- _EXCERPTED PASSAGE_:
- - -

A court, when dealing with terms implied in fact, must be careful not to slide into determining the intentions of reasonable parties. This is why the implication of the term must have a certain degree of obviousness to it, and why, if there is evidence of a contrary intention, on the part of either party, an implied term may not be found on this basis. [Emphasis added.]
[43] Where parties use an objective standard or formula that adds detail to a provision in an agreement, courts will maintain the commercial bargain that the parties intended provided that there is an ascertainable meaning, as was the case in Empress Towers Ltd. v. Bank of Nova Scotia (1990), 1990 CanLII 2207 (BC CA), 50 B.C.L.R. (2d) 126 (C.A.), leave to appeal refused, [1990] S.C.C.A. No. 472, Mapleview-Veterans Drive Investments Inc. v. Papa Kerollus VI Inc. (Mr. Sub), 2016 ONCA 93, 393 D.L.R. (4th) 690, and more recently, 1284225 Ontario Limited v. Don Valley Business Park Corporation, 2024 ONCA 247.
[44] While it is true that “courts will try, wherever possible, to give the proper legal effect to any clause that the parties understood and intended was to have legal effect,” this does not mean that courts will impose terms: Empress Towers,at p. 403; Mapleview, at para. 29. In fact, “It is trite law that the courts will not enforce ‘an agreement to agree’ and that there must be reasonable certainty as to the length of the term of a lease or of a renewal option, as well as to the amount of rent to be paid”: Mapleview, at para. 27.
(b) Application
[45] Section 18.07 is plainly an agreement to agree or an agreement to negotiate on a rent adjustment on the happening of an event that has a material adverse effect on the Tenant’s ability to conduct business, as the motion judge found at para. 150 of her reasons. The parties were free to negotiate such a provision.

- - -

- _PROVIDED INFORMATION_:
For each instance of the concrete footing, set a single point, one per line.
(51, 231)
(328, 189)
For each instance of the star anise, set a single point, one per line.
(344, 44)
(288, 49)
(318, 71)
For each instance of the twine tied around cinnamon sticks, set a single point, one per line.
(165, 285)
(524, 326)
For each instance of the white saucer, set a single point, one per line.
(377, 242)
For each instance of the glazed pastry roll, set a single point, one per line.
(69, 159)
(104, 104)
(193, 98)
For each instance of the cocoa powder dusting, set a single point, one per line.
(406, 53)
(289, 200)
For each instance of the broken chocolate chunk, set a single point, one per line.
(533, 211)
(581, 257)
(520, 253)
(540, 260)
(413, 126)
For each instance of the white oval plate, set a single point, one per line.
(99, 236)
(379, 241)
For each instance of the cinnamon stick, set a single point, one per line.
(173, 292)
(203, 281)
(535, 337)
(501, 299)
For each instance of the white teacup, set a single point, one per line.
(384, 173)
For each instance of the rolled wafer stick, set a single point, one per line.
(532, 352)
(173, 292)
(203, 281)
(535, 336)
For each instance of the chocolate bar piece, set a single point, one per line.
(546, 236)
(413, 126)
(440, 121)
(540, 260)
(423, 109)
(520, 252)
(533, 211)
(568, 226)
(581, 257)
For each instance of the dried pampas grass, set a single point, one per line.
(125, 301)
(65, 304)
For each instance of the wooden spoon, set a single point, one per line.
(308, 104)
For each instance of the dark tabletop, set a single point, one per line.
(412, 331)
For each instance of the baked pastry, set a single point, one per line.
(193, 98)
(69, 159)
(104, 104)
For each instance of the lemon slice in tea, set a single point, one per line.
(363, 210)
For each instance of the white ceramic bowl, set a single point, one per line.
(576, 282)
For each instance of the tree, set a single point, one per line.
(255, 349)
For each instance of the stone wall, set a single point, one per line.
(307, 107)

- - -

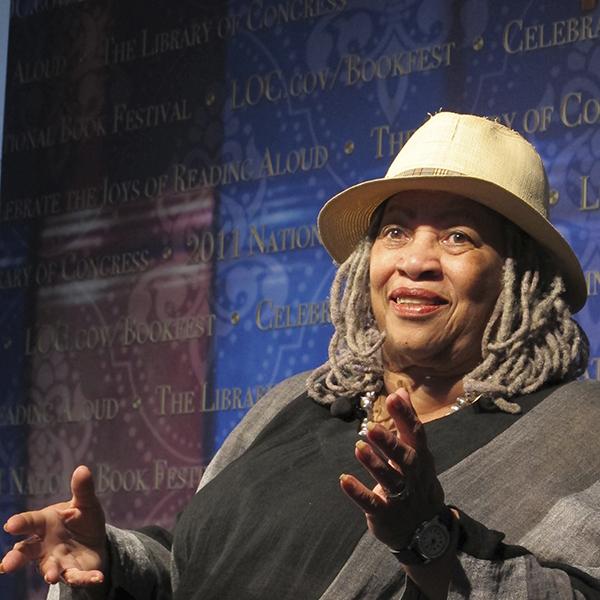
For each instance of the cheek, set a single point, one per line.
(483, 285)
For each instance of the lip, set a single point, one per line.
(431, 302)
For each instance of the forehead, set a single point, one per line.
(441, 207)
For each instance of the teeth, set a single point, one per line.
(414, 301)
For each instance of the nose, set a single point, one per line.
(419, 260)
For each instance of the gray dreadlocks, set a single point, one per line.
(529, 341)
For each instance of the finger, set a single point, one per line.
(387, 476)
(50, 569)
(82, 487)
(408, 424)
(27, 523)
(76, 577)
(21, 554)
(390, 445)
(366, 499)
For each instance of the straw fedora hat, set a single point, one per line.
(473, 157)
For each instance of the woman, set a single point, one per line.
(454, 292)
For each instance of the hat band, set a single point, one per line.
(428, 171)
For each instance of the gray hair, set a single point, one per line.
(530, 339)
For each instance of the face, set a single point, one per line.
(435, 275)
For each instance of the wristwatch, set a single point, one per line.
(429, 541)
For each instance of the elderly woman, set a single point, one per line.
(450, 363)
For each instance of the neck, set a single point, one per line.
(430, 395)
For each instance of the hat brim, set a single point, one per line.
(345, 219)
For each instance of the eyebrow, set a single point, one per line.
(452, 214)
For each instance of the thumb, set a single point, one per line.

- - -

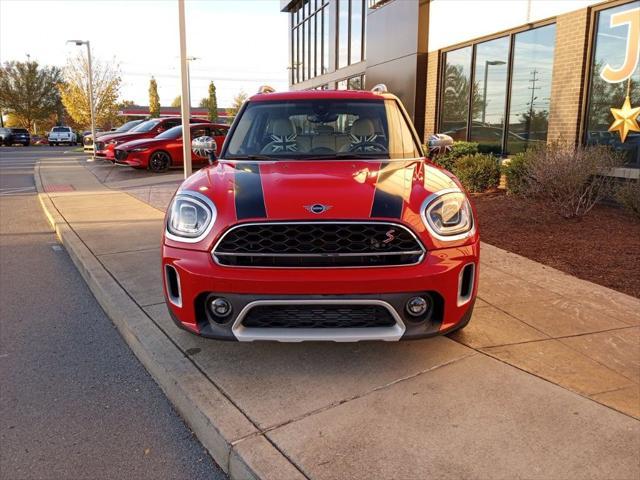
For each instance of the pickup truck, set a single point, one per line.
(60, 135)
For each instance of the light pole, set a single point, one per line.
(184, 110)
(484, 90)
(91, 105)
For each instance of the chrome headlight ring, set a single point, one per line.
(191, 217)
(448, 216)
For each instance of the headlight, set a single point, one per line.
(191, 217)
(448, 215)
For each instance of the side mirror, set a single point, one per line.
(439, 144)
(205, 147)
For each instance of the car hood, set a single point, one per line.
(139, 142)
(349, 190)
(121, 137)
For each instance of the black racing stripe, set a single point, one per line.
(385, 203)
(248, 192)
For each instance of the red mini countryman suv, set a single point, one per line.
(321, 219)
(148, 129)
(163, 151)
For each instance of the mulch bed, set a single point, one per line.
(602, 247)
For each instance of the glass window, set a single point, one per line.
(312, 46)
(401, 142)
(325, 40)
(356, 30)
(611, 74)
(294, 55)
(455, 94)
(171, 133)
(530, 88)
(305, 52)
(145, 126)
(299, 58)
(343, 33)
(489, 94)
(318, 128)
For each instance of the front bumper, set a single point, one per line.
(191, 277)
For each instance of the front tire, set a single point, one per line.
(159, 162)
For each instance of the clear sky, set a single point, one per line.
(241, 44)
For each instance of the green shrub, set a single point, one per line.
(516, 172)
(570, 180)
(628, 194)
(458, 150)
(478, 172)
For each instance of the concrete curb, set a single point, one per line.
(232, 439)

- - -

- _TO DO_:
**1)** Answer these questions from the court passage:
(a) What evidence may prevent an implied term from being found on the basis of terms implied in fact?
(b) Which decision is cited as the more recent example of courts maintaining the parties' commercial bargain?
(c) At which paragraph of her reasons did the motion judge find Section 18.07 to be an agreement to agree?
**2)** Pick up the court passage after its last sentence and continue it.
The listing has no connection to the court passage.

- _WRITTEN ANSWERS_:
**1)**
(a) Evidence of a contrary intention on the part of either party.
(b) 1284225 Ontario Limited v. Don Valley Business Park Corporation, 2024 ONCA 247.
(c) Paragraph 150.

**2)**
[46] However, the motion judge pointed out, at para. 153, that there is no guidance in the words of s. 18.07 providing a roadmap for a court to impose a reasonable rent adjustment for the Closure Period. The parties never agreed on a mechanism for establishing a rent adjustment. The parties agreed only that they would consult and discuss whether and how to adjust the rent. As the motion judge noted, at para. 159:
The Landlord did not breach s. 18.07 of the Lease by refusing to agree to abate all Base Rent otherwise payable during the Closure Period. Section 18.07 does not require that the Base Rent be adjusted based on a fixed percentage of the Tenant's sales or revenues or that it be reduced to a level that guarantees a minimum level of profitability to the Tenant.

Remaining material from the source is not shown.